What is needed: Check each line of the entries for "point" and report the ones that have it.

Data:
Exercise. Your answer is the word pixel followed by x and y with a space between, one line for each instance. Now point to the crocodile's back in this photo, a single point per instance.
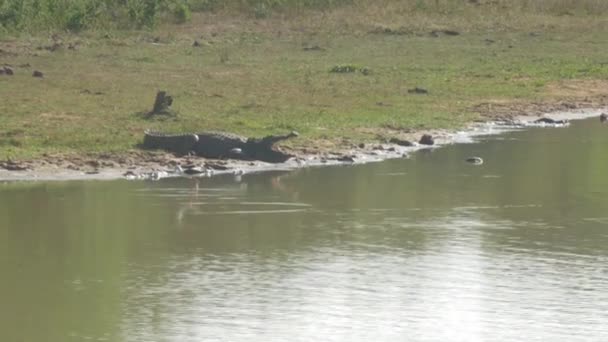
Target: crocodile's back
pixel 218 144
pixel 178 143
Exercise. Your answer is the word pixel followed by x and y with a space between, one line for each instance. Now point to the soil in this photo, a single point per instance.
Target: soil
pixel 580 99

Answer space:
Exercise. Your answer is the word pixel followed by x and y with a space between, one line for each instance. Now point to the crocodile's back in this photo, a single point per instance.
Exercise. Your answer is the word pixel followed by x and y with a space between, one line for each instance. Now point to the soil in this photo, a single point per instance.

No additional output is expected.